### DATA FOR PROCESSING

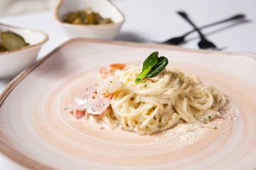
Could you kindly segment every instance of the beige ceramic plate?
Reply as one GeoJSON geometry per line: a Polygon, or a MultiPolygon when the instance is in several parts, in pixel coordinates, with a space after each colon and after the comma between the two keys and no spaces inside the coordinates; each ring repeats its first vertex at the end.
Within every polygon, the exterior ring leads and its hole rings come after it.
{"type": "Polygon", "coordinates": [[[18,75],[0,98],[0,150],[32,169],[255,169],[255,55],[75,39],[18,75]],[[140,64],[153,51],[198,74],[229,101],[217,130],[139,136],[101,130],[65,109],[110,63],[140,64]]]}

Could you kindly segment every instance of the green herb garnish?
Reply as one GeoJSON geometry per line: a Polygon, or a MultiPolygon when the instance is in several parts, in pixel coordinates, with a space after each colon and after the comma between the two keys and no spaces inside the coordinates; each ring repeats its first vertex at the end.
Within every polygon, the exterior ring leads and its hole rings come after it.
{"type": "Polygon", "coordinates": [[[139,83],[145,78],[151,78],[159,74],[168,64],[166,57],[158,57],[159,52],[154,52],[143,62],[142,72],[136,77],[135,82],[139,83]]]}

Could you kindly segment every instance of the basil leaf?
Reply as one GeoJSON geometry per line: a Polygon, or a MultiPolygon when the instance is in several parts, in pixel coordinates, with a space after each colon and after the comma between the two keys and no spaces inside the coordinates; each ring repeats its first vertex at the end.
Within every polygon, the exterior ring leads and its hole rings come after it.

### PROBLEM DESCRIPTION
Rewrite all of the entries above, swapping "exterior ring" for "outer ring" and changing nothing else. Leave out the pictures.

### SOLUTION BELOW
Could you kindly segment every instance of the beige ceramic plate?
Reply as one GeoJSON geometry per line: a Polygon, or a MultiPolygon when the instance is in several parts, in pixel coordinates, with a space after each colon and after the comma between the two keys and no spaces inside the coordinates; each ring repeats its first vertex at the end.
Within every polygon, the outer ring leads and its hole rings come after it.
{"type": "Polygon", "coordinates": [[[18,75],[0,98],[0,150],[32,169],[255,169],[255,55],[75,39],[18,75]],[[140,64],[153,51],[198,74],[229,101],[217,130],[139,136],[101,130],[65,109],[110,63],[140,64]]]}

Could you kindly segment every instance of the green herb garnish?
Reply as one GeoJSON geometry per line: a Polygon, or a MultiPolygon when the instance is in several parts, in pixel coordinates, with a space after each colon and after the comma between the two keys and no spaces inside the coordinates; each ring repeats its first vertex at the end.
Within every polygon, the outer ring leads and its hole rings come after it.
{"type": "Polygon", "coordinates": [[[139,83],[145,78],[151,78],[159,74],[168,64],[166,57],[158,57],[159,52],[154,52],[143,62],[142,72],[136,77],[135,82],[139,83]]]}

Could you kindly segment every instance of the basil leaf?
Reply as one GeoJSON geometry per line: a Polygon, or a MultiPolygon when the instance is in several parts, in pixel coordinates, with a space after each colon and after the comma between the two keys and no spaces inside the coordinates; each ring repeats its first vertex at the end.
Within every polygon, the outer ring leads and its hole rings come after it.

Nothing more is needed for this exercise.